Faye Hammill FRSE is a professor in the University of Glasgow, specialising in North American and British modern writing in the first half of the twentieth century, what is often called 'middlebrow'. Her recent focus is ocean liners in literature. She is a Fellow of the Royal Society of Edinburgh (2021).

Education and career 
Hammill graduated with a First Class degree in English Language & Literature with French from the University of Birmingham (1995) and completed her doctorate four years later in Canadian Literature. She lectured in English for three years at Cardiff University and then spent five years at Liverpool University, becoming senior lecturer in 2006. Moving to Glasgow, Hammill taught English at Strathclyde University for six years, becoming professor in 2011, and part-time Deputy Associate Principal (Research) in 2016.

Since 2017, she has been professor in English Literature in the School of Critical Studies at the University of Glasgow, and has served on research assessment and peer review groups, as keynote speakers at conferences and published books and other academic research.

Research and publications 
Her comparative literature research covered well known publications, such as Cold Comfort Farm, and Anne of Green Gables, the 1934 film version of the latter she said glossed over the character's 'loss, rejection, cruel authority figures, and loneliness', and that the character of Anne Shirley had 'overshadowed' that of her creator.'  Hammill  also said of the 'Great American Novel' contender, Gentlemen Prefer Blondes, was one of the few that 'doesn't stink'. One of her areas of interest in 2002, whilst at Cardiff, was also Canadian literary reviews considering the idea of nature and the 'Gothic'.  In 2007, when Hammill was at Strathclyde, she wrote about her research examining literary women and writing between the wars, and the notion of celebrity.

She began the AHRC Middlebrow Network in 2008, which has grown to 400 members. Her international collaboration on Canadian magazines and writing on travel, also grew with a joint project with the Canadian Writing Research Group in 2011, and a book titled Magazines, Travel and Middlebrow Culture published with Michelle Smith, in 2015.  Her work studying middlebrow culture looked further at the impact of publications like Vanity Fair (1914–36); American Mercury (1924–81); New Yorker (1925– ); Esquire (1933– ) in a chapter written with Karen Leick in Oxford University Press publication Modernism and the Quality Magazines.  The Canadian Social Sciences and Humanities Research Council, in 2015, funded a 'Modern Magazines project' with Hammill, Hannah McGregor and Paul Hjartarson, publishing their key findings in the Canadian academic journal English Studies in Canada. The previous year she had given a keynote lecture for ACCUTE at the Congress of the Humanities and Social Sciences (Brock University, Canada).

Hammill won a mid-career Fellowship from the British Academy (2015) on Noël Coward and attitudes to print culture or popularity. In 2018, she gave a keynote lecture at the  "Big Magazines" conference (Aix-Marseille Université, France) In 2019, the University of Glasgow awarded her a Research Culture Award, for her work in mentoring and supporting early career researchers.

◆ Rows
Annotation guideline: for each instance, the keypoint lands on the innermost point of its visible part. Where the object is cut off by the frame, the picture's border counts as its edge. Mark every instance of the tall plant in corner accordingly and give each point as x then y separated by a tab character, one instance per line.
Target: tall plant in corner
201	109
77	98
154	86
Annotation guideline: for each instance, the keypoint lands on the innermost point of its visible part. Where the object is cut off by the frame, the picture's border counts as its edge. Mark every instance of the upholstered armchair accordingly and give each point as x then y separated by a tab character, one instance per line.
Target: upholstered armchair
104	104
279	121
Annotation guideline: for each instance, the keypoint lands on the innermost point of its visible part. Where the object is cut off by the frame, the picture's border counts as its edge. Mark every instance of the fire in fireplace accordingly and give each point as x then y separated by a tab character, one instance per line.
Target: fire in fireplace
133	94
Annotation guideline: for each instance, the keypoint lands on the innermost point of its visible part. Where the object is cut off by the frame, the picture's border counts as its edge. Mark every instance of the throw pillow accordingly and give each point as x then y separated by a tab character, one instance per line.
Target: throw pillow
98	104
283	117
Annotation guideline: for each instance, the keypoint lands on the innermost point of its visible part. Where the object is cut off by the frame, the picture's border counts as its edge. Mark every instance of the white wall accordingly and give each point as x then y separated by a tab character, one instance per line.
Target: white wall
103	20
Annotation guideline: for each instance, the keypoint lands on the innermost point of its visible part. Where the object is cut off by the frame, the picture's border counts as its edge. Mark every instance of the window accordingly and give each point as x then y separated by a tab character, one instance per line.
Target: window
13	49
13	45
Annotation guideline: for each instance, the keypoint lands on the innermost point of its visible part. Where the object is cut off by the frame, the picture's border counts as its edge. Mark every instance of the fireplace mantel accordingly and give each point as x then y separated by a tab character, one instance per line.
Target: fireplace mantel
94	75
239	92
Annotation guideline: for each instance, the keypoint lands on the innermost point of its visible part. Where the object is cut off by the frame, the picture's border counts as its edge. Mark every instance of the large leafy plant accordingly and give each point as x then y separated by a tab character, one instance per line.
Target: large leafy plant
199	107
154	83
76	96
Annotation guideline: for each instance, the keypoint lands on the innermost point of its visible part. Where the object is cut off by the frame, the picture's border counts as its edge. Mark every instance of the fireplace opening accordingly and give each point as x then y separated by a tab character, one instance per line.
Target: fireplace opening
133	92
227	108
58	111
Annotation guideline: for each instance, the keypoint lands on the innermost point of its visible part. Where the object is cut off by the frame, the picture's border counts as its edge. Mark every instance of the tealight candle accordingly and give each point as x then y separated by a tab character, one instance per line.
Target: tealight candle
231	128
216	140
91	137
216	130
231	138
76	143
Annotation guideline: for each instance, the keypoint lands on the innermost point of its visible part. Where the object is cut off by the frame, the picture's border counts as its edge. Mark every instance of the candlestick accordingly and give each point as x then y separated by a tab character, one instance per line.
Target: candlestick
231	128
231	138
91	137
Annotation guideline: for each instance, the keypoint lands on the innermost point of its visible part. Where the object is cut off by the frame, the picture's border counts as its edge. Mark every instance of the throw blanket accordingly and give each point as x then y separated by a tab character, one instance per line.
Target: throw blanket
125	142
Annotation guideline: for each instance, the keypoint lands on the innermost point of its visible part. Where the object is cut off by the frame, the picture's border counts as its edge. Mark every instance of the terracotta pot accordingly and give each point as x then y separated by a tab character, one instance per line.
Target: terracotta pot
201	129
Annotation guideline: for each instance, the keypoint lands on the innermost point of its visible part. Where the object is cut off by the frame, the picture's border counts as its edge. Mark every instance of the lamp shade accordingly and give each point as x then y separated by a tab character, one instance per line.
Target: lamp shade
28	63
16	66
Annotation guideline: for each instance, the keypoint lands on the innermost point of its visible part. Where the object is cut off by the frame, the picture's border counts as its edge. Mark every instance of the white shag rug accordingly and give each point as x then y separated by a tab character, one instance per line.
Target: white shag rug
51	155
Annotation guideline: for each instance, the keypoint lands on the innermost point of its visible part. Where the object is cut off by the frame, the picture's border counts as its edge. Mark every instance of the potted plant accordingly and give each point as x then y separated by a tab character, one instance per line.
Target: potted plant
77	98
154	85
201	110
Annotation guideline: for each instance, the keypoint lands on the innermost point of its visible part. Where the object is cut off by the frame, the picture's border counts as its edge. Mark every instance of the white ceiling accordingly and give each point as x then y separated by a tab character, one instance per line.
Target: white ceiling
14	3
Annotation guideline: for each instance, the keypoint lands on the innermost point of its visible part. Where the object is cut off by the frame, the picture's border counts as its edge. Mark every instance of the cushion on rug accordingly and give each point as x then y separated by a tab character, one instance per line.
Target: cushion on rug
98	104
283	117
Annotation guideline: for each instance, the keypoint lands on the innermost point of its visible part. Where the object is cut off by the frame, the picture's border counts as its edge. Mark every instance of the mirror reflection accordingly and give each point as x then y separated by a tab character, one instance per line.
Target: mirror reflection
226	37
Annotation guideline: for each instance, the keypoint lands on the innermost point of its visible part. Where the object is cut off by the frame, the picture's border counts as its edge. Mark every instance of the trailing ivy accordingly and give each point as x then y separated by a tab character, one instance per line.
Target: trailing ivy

◆ Given task A
From the Faye Hammill biography, return the passage starting at "Education and career" and ending at "(Research) in 2016.", copied word for word.
◆ Given task B
According to the Faye Hammill biography, how many members has the AHRC Middlebrow Network grown to?

◆ Exercise output A
Education and career 
Hammill graduated with a First Class degree in English Language & Literature with French from the University of Birmingham (1995) and completed her doctorate four years later in Canadian Literature. She lectured in English for three years at Cardiff University and then spent five years at Liverpool University, becoming senior lecturer in 2006. Moving to Glasgow, Hammill taught English at Strathclyde University for six years, becoming professor in 2011, and part-time Deputy Associate Principal (Research) in 2016.

◆ Exercise output B
400 members.